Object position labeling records
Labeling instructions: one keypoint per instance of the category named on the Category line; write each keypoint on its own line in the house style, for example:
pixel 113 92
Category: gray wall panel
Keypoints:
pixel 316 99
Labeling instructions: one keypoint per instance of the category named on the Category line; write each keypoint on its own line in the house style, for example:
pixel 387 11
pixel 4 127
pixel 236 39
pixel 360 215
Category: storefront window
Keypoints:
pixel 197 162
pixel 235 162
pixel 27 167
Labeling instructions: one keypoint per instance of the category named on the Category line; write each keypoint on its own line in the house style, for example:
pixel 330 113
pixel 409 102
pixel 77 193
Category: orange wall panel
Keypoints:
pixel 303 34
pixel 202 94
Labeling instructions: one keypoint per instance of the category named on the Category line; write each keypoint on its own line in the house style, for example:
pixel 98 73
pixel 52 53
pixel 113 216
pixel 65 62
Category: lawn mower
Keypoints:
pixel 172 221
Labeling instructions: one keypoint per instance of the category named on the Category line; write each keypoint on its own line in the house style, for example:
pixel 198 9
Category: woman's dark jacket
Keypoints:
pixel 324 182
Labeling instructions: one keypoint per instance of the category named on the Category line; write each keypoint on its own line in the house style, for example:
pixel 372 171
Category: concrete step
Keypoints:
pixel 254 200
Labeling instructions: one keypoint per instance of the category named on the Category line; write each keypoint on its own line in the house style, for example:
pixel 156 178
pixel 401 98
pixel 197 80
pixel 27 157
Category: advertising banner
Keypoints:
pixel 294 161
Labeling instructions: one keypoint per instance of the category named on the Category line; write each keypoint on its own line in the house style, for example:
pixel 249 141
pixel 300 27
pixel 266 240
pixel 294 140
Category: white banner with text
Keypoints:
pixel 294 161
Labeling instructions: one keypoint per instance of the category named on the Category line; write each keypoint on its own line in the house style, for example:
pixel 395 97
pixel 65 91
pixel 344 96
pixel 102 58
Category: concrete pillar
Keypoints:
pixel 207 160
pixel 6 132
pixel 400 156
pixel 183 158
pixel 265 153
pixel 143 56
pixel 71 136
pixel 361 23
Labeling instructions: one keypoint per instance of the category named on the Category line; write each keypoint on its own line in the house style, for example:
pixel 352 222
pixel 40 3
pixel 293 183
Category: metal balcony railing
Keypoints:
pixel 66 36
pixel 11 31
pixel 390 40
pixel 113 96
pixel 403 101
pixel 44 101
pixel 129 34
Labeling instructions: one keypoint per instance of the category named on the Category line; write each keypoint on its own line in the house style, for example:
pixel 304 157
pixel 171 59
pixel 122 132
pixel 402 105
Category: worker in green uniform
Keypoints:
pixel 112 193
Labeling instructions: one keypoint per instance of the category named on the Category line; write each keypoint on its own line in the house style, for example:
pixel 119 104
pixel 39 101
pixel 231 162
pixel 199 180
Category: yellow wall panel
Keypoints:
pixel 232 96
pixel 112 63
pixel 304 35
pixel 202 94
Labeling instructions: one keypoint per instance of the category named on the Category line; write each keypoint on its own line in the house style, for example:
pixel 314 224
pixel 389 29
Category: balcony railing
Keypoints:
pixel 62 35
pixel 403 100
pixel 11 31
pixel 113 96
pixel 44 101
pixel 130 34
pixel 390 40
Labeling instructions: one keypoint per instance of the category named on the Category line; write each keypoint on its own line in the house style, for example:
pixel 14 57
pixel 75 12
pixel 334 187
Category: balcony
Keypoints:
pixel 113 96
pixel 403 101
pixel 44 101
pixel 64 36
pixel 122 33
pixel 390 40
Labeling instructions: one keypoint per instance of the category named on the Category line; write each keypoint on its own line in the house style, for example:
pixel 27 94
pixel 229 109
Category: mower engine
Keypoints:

THE EXERCISE: Count the lines in the records above that contain the string "banner", matching case exactly, and reply with only that number.

RESULT: 2